▶ Action item:
Type out the entries below again, character for character.

Dataset items:

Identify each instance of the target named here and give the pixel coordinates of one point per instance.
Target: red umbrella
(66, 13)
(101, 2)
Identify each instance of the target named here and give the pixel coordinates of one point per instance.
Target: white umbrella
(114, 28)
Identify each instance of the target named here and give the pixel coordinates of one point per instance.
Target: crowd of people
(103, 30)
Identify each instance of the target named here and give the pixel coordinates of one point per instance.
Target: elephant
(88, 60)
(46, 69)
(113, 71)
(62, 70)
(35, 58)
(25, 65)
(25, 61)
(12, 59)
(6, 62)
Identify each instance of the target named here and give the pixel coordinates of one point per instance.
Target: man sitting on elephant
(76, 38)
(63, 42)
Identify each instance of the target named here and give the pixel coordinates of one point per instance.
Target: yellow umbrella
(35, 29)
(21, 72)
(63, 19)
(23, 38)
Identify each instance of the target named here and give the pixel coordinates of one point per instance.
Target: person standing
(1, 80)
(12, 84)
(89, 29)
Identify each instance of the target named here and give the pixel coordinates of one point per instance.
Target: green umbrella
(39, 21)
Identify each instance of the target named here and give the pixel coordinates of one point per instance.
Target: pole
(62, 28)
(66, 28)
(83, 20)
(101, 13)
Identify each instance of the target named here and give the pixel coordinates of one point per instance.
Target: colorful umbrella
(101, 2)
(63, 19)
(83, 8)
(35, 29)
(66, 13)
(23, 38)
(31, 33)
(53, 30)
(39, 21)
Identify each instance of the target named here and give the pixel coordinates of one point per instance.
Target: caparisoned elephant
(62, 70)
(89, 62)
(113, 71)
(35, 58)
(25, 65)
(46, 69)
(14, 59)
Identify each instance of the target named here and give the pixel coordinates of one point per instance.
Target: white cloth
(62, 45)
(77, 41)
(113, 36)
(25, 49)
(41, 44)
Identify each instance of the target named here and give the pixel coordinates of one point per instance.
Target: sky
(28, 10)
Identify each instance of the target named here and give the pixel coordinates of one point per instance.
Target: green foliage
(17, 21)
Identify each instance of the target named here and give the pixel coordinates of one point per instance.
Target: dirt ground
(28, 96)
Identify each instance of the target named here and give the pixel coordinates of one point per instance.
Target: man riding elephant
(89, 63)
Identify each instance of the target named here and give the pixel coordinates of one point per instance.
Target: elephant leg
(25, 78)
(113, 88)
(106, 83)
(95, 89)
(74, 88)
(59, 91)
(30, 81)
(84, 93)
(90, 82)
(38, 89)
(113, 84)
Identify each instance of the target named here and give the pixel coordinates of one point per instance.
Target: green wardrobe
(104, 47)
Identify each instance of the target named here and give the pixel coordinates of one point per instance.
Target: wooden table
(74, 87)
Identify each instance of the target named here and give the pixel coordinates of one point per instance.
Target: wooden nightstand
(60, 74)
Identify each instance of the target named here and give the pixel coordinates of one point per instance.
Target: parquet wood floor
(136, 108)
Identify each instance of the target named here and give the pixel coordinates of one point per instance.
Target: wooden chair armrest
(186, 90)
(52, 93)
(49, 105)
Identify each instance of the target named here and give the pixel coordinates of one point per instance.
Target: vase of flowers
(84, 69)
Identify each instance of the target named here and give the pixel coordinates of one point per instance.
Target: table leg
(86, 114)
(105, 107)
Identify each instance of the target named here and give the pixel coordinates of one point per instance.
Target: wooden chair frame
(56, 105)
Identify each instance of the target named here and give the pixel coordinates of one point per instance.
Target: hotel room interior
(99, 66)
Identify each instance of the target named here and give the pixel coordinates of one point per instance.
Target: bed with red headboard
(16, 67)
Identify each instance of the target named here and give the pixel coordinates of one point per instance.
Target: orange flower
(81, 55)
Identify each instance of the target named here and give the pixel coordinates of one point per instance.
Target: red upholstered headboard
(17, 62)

▶ Reply to the task:
Identify each instance of the target named here and give the pixel coordinates of one point per instance.
Target: red umbrella
(66, 13)
(101, 2)
Identify each instance of the target named here and give the pixel coordinates of one point per instance.
Target: white umbrella
(114, 28)
Identify each instance of the target named here and give the pixel coordinates of one point per instance.
Target: crowd of people
(103, 30)
Identify each instance of the target named here and give the pixel coordinates of one point per instance.
Target: elephant
(88, 60)
(46, 69)
(113, 71)
(62, 70)
(35, 58)
(25, 65)
(25, 61)
(12, 59)
(6, 62)
Identify each instance of the target named here and give the pixel coordinates of one point per instance.
Target: man sitting on elephant
(76, 38)
(63, 42)
Identify each instance of the target named here and give the pixel coordinates of one point per instance.
Target: yellow umbrella
(35, 29)
(21, 72)
(63, 19)
(23, 38)
Identify each instance of the target named here and give the pixel coordinates of one point per instance.
Target: person standing
(1, 80)
(12, 84)
(89, 29)
Identify each instance of the target named here and give the pixel coordinates of one point per instance.
Target: green umbrella
(39, 21)
Identify each instance of the target named here and give the pixel coordinates of one point per instance.
Target: pole
(62, 28)
(66, 28)
(83, 20)
(101, 13)
Identify each instance of the target named here and give the pixel coordinates of one point per instance.
Target: colorful umbrella
(101, 2)
(63, 19)
(83, 8)
(35, 29)
(66, 13)
(23, 38)
(31, 33)
(53, 30)
(39, 21)
Identify each instance of the target named here and give the pixel coordinates of one point per instance.
Target: caparisoned elephant
(62, 70)
(89, 62)
(113, 71)
(35, 58)
(25, 65)
(46, 69)
(14, 59)
Identify each instance of the target named here and give the pixel coordinates of one point per instance.
Target: white cloth
(62, 45)
(77, 41)
(113, 36)
(25, 49)
(41, 44)
Identify each instance of the target named here and give the pixel coordinates of one point per instance.
Target: sky
(28, 10)
Identify each instance of the target named here and give the pixel coordinates of one point per instance.
Target: green foliage
(17, 21)
Identify each instance of the target named here and give the pixel coordinates of one point per instance.
Target: dirt ground
(28, 96)
Identify each instance of the target named here and give the pixel coordinates of one point per instance.
Target: man riding elephant
(89, 63)
Identify each instance of the target named here and give the pixel coordinates of one point per instance.
Target: elephant leg
(25, 78)
(113, 88)
(106, 83)
(95, 89)
(74, 88)
(59, 91)
(30, 81)
(84, 93)
(90, 82)
(38, 89)
(113, 84)
Identify each instance of the target named here and give the pixel coordinates of one point per instance.
Target: green wardrobe
(104, 47)
Identify each instance of the target named here and give the pixel coordinates of one point per instance.
Target: wooden table
(74, 87)
Identify each instance of the target named here and give the pixel coordinates of one point per instance.
Target: wooden nightstand
(60, 74)
Identify each instance of the target named here and give the pixel coordinates of one point per instance.
Target: parquet wood floor
(136, 108)
Identify each instance of the target named here and give the pixel coordinates of one point per instance.
Target: wooden chair armrest
(186, 90)
(52, 93)
(49, 105)
Identify each instance of the target named here and give the pixel coordinates of one point per instance.
Target: vase of flowers
(84, 69)
Identify each instance of the target named here and give the pixel coordinates of one point per instance.
Target: table leg
(86, 114)
(105, 107)
Identify each instance of the target named here and give the pixel coordinates of one point per instance.
Target: wooden chair frame
(56, 105)
Identify each instance of the target named here and give the pixel coordinates of one point per instance.
Target: hotel room interior
(99, 66)
Identify each instance of the target named here and give the pixel coordinates of one point per instance.
Target: bed with red headboard
(16, 67)
Identify each instance of the target named here and give the pixel coordinates of one point per instance.
Target: orange flower
(81, 55)
Identify each instance of the target named here and give the pixel coordinates of one point per instance.
Target: red upholstered headboard
(17, 62)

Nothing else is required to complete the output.